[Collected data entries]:
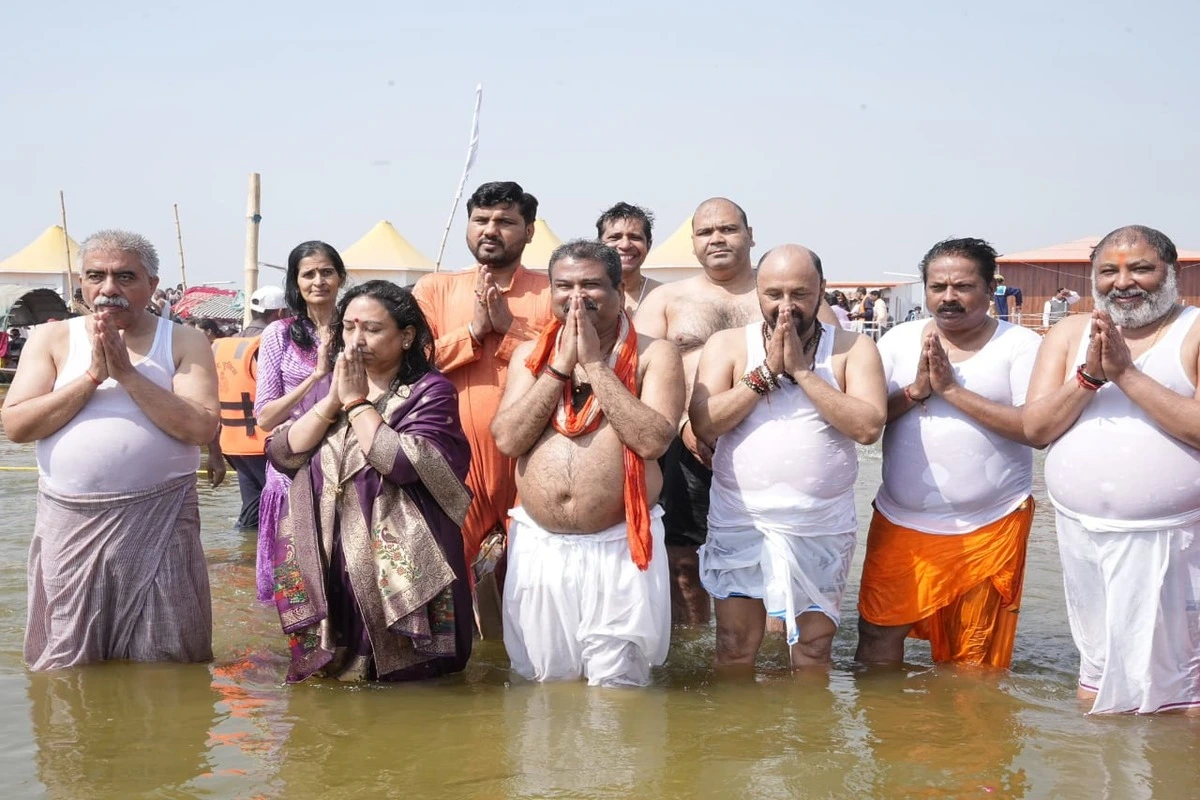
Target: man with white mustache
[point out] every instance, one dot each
(946, 549)
(1115, 396)
(118, 402)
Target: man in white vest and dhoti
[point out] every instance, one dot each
(1115, 396)
(119, 402)
(785, 398)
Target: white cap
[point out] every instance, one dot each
(268, 299)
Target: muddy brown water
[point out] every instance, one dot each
(233, 729)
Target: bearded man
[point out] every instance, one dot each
(1114, 394)
(479, 317)
(586, 417)
(118, 403)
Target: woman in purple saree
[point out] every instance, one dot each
(293, 367)
(370, 573)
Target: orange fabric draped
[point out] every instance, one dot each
(573, 423)
(478, 367)
(961, 593)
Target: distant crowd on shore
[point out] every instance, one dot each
(576, 459)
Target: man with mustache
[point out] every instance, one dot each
(946, 549)
(587, 411)
(785, 397)
(118, 402)
(629, 229)
(1114, 394)
(479, 317)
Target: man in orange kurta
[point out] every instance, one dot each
(479, 317)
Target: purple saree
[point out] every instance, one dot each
(370, 572)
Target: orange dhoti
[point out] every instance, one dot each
(963, 593)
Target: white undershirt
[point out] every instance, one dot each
(1115, 469)
(943, 473)
(111, 445)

[WHAT THE TASK ASKS]:
Transcribe every line of the records above without changing anything, leaving out the pictures.

[TASK RESPONSE]:
Target: man with white mustache
[point out] every instance, one dot each
(946, 549)
(1115, 396)
(118, 402)
Target: man in white vest and dhoti
[point out] every instance, one dot each
(1115, 396)
(119, 402)
(785, 398)
Target: white cap
[point out] every instance, one dot each
(268, 299)
Target: muddy brown water
[point out] every instance, one dot each
(233, 729)
Target: bearded man
[point out] every instance, one dot each
(1114, 394)
(479, 317)
(586, 417)
(118, 403)
Target: woman in purple saree
[point out] every instance, one dot each
(293, 367)
(370, 573)
Target: orange fabric draped
[point out] every instance, one dot each
(573, 423)
(478, 367)
(961, 593)
Target: distant crowd on shore
[point out] every instance, one dot each
(576, 459)
Target: man with mustache
[point out] every instance, one dot each
(946, 549)
(587, 411)
(785, 397)
(118, 402)
(629, 229)
(1114, 394)
(479, 317)
Target: man in orange kurta
[point out] every instance, one dot each
(479, 317)
Target: purple saree
[point out] every instance, one dot each
(370, 572)
Target: orange dhoti
[point out] every instance, one dot each
(963, 593)
Target: white undershirt
[point out] every instance, one dot each
(1115, 469)
(943, 473)
(111, 445)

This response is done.